Task: From the passage below on peer production and participatory media, extract the portion that begins at the words "Yochai Benkler describes" and ends after the words "recent terrorist bombings.", copying it word for word.

Yochai Benkler describes how the spread of computers and connectivity - to perhaps 600 million people worldwide - has shifted the economics of production. It has, says Benkler, “created a new condition where the most important inputs into the core economic activities of the most advanced economies are widely distributed in the population: computation and communication resources, human creativity, intuition, experience and motivation.” Individuals on their own or with collaborators can act without requiring formal authority or central management.
What Benkler characterizes as commons-based peer production creates both competition and new market opportunities. The BBC is now taking advantage of individuals who offer unique content, such as cell phone images from inside the London Underground following recent terrorist bombings.
This new freedom to post material for the rest of the world to view has major ramifications for democracy. Benkler recalls the Internet-based attack on flawed Diebold voting machines, which led to legal judgment -- albeit a year too late to affect election returns. The production and distribution of knowledge and culture also has implications for human welfare and development, with open source publishing of bioinformatics and medical and agricultural innovations. “We are beginning to practice new ways of being free and equal human beings,” says Benkler, though any gains will be “subject to a global and persistent political and regulatory battle.”
Henry Jenkins discerns convergence, and sometimes collision, between “top down” and “bottom up” media. We live in a world “where every story, image, sound, relationship, and brand is going to be conducted across the maximum number of media channels, legally or illegally, corporate or amateur,” he says. This participatory culture engages in a give and take with traditional, centralized powers. The grassroots absorbs stories or consumes material provided by the mass media, then filters or comments on it – e.g., MoveOn.org’s “Bush in 30 Seconds” video contest. Mass media takes the grassroots content, and attempts to sell it back to users, or generates “astroturf”—fake grassroots material. Says Jenkins, “Some say we live in a world where five companies control media in our lives. Others say we live in a world where there are no gatekeepers. I say, ‘Yes, that’s true’ to both.”
In this “apprenticeship stage,” we are acquiring skills in participatory culture and collective intelligence, first as fans, bloggers and gamers. But this will “translate to new forms of activism in a rapid way.” Jenkins cites how amateur photos, songs, and cartoons during Hurricane Katrina helped shape public opinion about the disaster response. The final season of “West Wing” engendered political engagement in the blogosphere that straddled party lines, “suggesting ways out of purely partisan elections,” says Jenkins. But he warns of a participation gap: “If you live in a world with 10 minutes of connectivity with slow bandwidth, you have unequal access.”

[Object grounding data in natural language]
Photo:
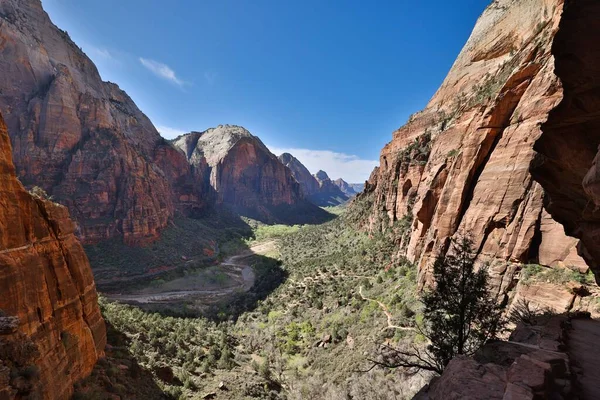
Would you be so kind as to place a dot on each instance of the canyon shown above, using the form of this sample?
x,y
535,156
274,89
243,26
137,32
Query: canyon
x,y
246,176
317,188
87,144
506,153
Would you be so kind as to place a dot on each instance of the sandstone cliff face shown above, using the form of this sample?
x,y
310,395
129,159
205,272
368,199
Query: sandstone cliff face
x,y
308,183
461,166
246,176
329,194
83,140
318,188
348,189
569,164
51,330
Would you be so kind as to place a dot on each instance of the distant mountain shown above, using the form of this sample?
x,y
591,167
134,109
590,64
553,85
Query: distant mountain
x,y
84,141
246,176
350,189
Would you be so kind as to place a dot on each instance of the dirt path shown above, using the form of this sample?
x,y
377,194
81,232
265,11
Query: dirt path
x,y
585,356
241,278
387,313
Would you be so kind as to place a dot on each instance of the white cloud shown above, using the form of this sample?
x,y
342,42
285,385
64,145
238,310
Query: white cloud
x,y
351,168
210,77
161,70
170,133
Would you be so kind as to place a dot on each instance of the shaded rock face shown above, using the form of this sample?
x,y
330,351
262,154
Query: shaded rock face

--

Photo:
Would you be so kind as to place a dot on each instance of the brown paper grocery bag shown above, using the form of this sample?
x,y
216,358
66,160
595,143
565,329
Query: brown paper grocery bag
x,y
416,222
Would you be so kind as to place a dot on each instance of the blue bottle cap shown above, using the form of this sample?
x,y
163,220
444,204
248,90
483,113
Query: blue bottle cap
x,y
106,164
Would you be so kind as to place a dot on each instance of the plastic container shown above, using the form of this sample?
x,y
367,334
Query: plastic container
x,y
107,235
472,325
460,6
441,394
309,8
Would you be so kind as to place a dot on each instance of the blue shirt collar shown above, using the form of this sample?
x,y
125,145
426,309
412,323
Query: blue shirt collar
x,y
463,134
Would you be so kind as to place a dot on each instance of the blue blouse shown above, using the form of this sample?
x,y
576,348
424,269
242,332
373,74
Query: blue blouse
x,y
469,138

Written answer:
Yochai Benkler describes how the spread of computers and connectivity - to perhaps 600 million people worldwide - has shifted the economics of production. It has, says Benkler, “created a new condition where the most important inputs into the core economic activities of the most advanced economies are widely distributed in the population: computation and communication resources, human creativity, intuition, experience and motivation.” Individuals on their own or with collaborators can act without requiring formal authority or central management.
What Benkler characterizes as commons-based peer production creates both competition and new market opportunities. The BBC is now taking advantage of individuals who offer unique content, such as cell phone images from inside the London Underground following recent terrorist bombings.